> _Provided text_:
========================================
# Ramark



## Guest (Jun 14, 2012)

Hello, this message is for D&R Services. I would very much like to correspond with you in regards to different ways to expand my business. I just most recently moved to Las Vegas, Nevada and I have already started doing Hipr, Initial, Routine and Merchant Site inspections. I would like some information on how to capitalize on my market . Thank you.


----------



## APlusPPGroup (Apr 14, 2012)

Ramark said:


> Hello, this message is for D&R Services. I would very much like to correspond with you in regards to different ways to expand my business. I just most recently moved to Las Vegas, Nevada and I have already started doing Hipr, Initial, Routine and Merchant Site inspections. I would like some information on how to capitalize on my market . Thank you.


Mike doesn't post very often so something like this is best sent to his inbox where he'll see it. Chances are, your post will be buried by the time he DOES log on.

With a subject line like RAMARK, he may not even look at the post.

Linda


----------



## Guest (Jun 15, 2012)

Thank you Linda for that insight. My name is Marcus and I am new in this field and I am looking to grow my business. I am in the Las Vegas so if you have any work in my area maybe you and I could work together on a project. Once again thank you for your comments.


----------



## APlusPPGroup (Apr 14, 2012)

I get absolutely nothing in Vegas anymore. Message Mike.

To be honest, I'm not sure you're even supposed to be soliciting work in a forum thread. Mods???

Linda


----------



## Guest (Jun 15, 2012)

Well thank you anyway. I do appreciate your reply. As for looking for work, is there some guidelines to using this site?


----------



## Guest (Jun 15, 2012)

a1propertyclean said:


> I get absolutely nothing in Vegas anymore. Message Mike.
> 
> To be honest, I'm not sure you're even supposed to be soliciting work in a forum thread. Mods???
> 
> Linda


Not the greatest etiquette, but we don't mind much as long as it is not spamming.



Ramark said:


> Well thank you anyway. I do appreciate your reply. As for looking for work, is there some guidelines to using this site?


We have a sub forum under the community section for "looking for work" which you can freely post. 

None of my business, but if you are new to the p&p field, watch what and who you work for. It can get unpleasant quickly. 

We also have a sister site that may have more in depth help for you. 

http://www.preservationtalk.com/


----------



## APlusPPGroup (Apr 14, 2012)

Kent Whitten said:


> Not the greatest etiquette, but we don't mind much as long as it is not spamming.


Okay, cool. Wasn't sure. 

Linda


----------



## Guest (Jun 15, 2012)

Thank you Kent, I will most definitely check out the sister site.


----------



## Guest (Jul 30, 2012)

Anyone out there know what pictures should be taken when performing a trash out?


----------



## JDRM (Apr 16, 2012)

:no::laughing::no::laughing::no::laughing::whistling:whistling:whistling:whistling:whistling:whistling


----------



## HollandPPC (Sep 22, 2012)
========================================
> _Data extract_:
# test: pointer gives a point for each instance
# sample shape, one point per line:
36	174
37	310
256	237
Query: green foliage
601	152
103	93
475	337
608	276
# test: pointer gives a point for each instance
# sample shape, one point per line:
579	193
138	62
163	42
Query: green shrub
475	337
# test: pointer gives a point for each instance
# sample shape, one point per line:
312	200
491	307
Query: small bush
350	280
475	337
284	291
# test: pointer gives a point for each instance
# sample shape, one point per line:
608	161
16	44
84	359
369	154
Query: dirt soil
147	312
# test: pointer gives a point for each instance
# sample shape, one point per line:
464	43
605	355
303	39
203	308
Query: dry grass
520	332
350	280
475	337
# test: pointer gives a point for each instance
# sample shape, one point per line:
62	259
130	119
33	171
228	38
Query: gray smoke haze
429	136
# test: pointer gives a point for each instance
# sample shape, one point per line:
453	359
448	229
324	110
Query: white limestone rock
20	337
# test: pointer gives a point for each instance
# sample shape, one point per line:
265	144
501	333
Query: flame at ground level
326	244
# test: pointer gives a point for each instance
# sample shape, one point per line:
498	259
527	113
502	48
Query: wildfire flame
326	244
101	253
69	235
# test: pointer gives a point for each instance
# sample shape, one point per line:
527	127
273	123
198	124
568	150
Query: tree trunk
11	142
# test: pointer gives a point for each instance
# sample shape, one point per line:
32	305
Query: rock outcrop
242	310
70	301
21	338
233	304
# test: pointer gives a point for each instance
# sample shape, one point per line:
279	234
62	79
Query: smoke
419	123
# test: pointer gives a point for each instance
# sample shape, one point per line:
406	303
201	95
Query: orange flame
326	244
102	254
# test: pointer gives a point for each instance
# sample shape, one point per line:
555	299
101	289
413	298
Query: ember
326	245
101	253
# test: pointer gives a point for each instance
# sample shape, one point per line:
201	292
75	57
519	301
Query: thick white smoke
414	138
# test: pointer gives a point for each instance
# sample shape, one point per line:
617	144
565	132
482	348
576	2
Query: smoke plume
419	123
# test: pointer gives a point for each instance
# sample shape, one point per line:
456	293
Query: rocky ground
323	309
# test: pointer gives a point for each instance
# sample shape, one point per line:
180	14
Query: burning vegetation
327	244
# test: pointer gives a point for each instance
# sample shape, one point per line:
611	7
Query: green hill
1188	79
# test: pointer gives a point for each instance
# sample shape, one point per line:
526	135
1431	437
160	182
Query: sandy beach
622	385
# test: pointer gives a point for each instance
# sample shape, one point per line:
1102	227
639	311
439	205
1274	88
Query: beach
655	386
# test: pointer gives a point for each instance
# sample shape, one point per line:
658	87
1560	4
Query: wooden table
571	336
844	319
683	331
========================================
> _What you are asked to do_: In the forum thread, where does the poster looking to expand an inspection business say they recently moved?

> _Task output_: Las Vegas, Nevada.